### WRITTEN REQUEST
Rewrite the rows below as a numbered list, omitting any blank lines.

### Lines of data
————————

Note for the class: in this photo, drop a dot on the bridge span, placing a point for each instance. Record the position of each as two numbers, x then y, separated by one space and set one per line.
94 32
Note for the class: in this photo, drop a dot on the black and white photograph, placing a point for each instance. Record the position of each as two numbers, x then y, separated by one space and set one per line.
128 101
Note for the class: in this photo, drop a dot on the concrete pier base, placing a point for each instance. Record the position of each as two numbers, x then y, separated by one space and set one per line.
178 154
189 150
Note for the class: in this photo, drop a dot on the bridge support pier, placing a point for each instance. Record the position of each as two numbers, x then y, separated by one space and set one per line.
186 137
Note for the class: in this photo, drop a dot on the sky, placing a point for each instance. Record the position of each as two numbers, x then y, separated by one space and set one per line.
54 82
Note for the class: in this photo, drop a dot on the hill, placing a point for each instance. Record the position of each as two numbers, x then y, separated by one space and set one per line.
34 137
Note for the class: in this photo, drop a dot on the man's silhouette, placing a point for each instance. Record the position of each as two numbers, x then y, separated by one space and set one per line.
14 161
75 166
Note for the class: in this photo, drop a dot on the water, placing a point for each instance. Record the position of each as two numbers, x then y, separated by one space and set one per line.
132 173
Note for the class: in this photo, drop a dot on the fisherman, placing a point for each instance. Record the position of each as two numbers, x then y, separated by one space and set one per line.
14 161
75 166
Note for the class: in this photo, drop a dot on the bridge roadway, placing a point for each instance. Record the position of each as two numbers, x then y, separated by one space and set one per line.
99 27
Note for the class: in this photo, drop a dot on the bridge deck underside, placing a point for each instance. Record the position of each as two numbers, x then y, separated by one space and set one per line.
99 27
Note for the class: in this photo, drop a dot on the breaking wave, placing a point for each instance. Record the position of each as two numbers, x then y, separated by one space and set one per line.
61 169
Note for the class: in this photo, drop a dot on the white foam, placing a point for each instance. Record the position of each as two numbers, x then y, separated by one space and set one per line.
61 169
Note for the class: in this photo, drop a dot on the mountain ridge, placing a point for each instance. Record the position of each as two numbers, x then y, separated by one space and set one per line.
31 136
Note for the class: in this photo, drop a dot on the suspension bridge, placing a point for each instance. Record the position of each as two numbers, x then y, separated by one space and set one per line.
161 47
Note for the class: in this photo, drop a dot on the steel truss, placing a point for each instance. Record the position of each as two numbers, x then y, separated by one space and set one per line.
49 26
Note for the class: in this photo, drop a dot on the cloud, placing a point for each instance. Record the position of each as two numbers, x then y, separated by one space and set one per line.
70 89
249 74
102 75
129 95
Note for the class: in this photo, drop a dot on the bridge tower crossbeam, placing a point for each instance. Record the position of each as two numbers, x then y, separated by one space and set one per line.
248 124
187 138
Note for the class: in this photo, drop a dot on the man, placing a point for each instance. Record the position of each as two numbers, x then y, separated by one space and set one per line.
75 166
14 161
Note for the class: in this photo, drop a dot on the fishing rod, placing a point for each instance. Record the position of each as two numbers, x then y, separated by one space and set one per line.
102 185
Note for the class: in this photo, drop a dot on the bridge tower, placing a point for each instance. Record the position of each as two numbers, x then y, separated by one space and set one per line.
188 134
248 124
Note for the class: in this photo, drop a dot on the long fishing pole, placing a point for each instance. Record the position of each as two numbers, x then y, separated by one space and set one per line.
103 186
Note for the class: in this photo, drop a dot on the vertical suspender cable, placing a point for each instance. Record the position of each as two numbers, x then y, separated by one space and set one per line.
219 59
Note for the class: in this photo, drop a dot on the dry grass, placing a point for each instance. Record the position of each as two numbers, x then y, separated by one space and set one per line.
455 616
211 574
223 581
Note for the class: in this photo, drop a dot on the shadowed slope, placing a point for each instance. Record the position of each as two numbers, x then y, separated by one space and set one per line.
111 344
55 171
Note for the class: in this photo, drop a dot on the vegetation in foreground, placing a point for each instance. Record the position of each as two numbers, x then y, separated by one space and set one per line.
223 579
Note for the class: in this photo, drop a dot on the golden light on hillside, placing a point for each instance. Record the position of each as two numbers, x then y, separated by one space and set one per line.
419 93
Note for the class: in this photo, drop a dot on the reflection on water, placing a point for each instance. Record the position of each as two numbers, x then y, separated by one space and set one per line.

————————

### PROBLEM SOLUTION
1. Note for the class: in this photo, drop a dot on the bridge span, placing a point for each instance. Record the position of each as two numbers, x then y, separated by one space and set one per line.
2. 94 32
3. Note for the class: in this photo, drop a dot on the black and white photograph, placing a point for each instance. Record the position of each as two numbers, x then y, separated by one space and set one per line.
4. 128 101
5. Note for the class: in this photo, drop a dot on the concrete pier base, placing a point for each instance. Record the position of each as two numbers, x then y, separated by one space and set one per line.
6. 178 154
7. 189 150
8. Note for the class: in this photo, drop a dot on the bridge support pier, placing a point for each instance. Record the position of each as two numbers, x then y, separated by one space and set one per line.
9. 186 137
10. Note for the class: in this photo, drop a dot on the sky, placing a point for each instance. Record the position of each as two numbers, x then y, separated by one space and set one per line.
11. 54 82
12. Note for the class: in this photo, drop a dot on the hill, placing a point for each instance. Record the position of each as two numbers, x then y, separated by one space and set one per line.
13. 34 137
14. Note for the class: in this photo, drop a dot on the man's silhouette, placing a point for each instance. Record the position of each as two numbers, x then y, separated by one space and set one per line.
15. 14 161
16. 75 166
17. Note for the class: in this photo, drop a dot on the water, placing a point for each instance. Record the position of each as two numbers, x then y, separated by one space and set one per line.
18. 132 173
19. Note for the class: in this photo, drop a dot on the fisherman, placing a point for each instance. Record the position of each as two numbers, x then y, separated by one space and set one per line.
20. 14 161
21. 75 166
22. Note for the class: in this photo, drop a dot on the bridge roadway, placing a point for each instance. Record the position of each as two numbers, x then y, separated by one space and set one per line.
23. 99 27
24. Note for the class: in this photo, drop a dot on the bridge deck underside, placing a point for each instance. Record the position of each as two numbers, x then y, separated by one space and set one per line.
25. 99 27
26. Note for the class: in this photo, drop a dot on the breaking wave, placing a point for each instance. Record the position of each as two numbers, x then y, separated by one space and set one per line.
27. 61 169
28. Note for the class: in this photo, drop a dot on the white foam, placing a point for each instance. Record the position of each as two numbers, x then y, separated by one space and set one per line.
29. 61 169
30. Note for the class: in this photo, drop a dot on the mountain ridge, placing a point for each instance. Record the position of each as two numbers, x then y, separated by one space and set one per line.
31. 31 136
32. Note for the class: in this photo, drop a dot on the suspension bridge, placing a point for each instance. Record the position of each as two numbers, x then y, separated by one space and set one per line.
33. 161 47
34. Note for the class: in this photo, drop a dot on the steel truss, placing a point for each instance. Record the position of each as two numbers, x then y, separated by one space and set one per line.
35. 49 26
36. Note for the class: in this photo, drop a dot on the cloud, placing a point for each instance. Record the position of each as two numbers, x then y, separated by one space and set one per line.
37. 70 89
38. 249 74
39. 102 75
40. 129 95
41. Note for the class: in this photo, drop a dot on the bridge tower crossbeam, placing a point for each instance. Record the position of each as two numbers, x then y, separated by one space and set one per line.
42. 248 124
43. 187 138
44. Note for the class: in this photo, drop a dot on the man, placing a point for each instance. Record the position of each as two numbers, x then y, separated by one space and set one per line.
45. 75 166
46. 14 161
47. Note for the class: in this photo, drop a dot on the fishing rod, placing a point for each instance. Record the position of each as two numbers, x then y, separated by one space and set one per line.
48. 102 185
49. Note for the class: in this photo, drop a dot on the bridge tower, placing a point for each instance. Record the position of each as two numbers, x then y, separated by one space and set one per line.
50. 188 134
51. 248 124
52. Note for the class: in this photo, drop a dot on the long fishing pole, placing a point for each instance. Record the position of each as two numbers, x then y, separated by one space and set one per line.
53. 103 186
54. Note for the class: in this photo, drop a dot on the vertical suspender cable, placing a point for each instance. Record the position of each as two numbers, x then y, separated by one space and set one per line.
55. 219 59
56. Note for the class: in this photo, drop a dot on the dry grass, placing a point for each instance. Record the position of each as two numbers, x then y, separated by one space and set one per line.
57. 455 616
58. 211 574
59. 223 581
60. Note for the class: in this photo, drop a dot on the shadowed slope, placing a point for each instance. Record the position of each as two numbers, x then y, separated by one space and set one per line.
61. 111 344
62. 55 171
63. Note for the class: in this photo, drop a dot on the vegetation in foreground, placing a point for each instance. Record the position of each as two numbers, x then y, separated by one space and set one per line.
64. 223 579
65. Note for the class: in this photo, drop a dot on the golden light on hillside, placing a point for each instance. Record the position of each as two numbers, x then y, separated by one space and set one per line.
66. 419 93
67. Note for the class: in this photo, drop a dot on the reflection on water, placing a point for each instance. Record the position of each as two numbers, x then y, separated by one space and set one per line.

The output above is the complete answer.